◆ **Problem to solve**:
Count the lines in the entries below that contain the string "foreground". Reply with that number alone.

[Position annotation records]
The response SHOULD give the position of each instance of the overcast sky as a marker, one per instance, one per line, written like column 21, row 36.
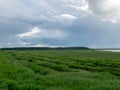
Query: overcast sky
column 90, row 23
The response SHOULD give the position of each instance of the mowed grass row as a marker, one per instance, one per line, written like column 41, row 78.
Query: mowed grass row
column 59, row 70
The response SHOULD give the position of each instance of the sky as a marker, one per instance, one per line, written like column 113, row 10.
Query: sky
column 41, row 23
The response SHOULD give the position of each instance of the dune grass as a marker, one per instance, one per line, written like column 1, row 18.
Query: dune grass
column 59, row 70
...
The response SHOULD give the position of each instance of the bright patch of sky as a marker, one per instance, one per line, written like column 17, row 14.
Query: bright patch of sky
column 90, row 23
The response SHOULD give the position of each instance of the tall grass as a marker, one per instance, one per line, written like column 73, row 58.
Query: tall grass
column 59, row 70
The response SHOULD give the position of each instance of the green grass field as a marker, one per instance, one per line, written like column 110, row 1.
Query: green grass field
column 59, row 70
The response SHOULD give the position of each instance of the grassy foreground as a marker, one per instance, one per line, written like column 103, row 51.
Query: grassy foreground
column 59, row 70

◆ **Answer to the exercise**:
2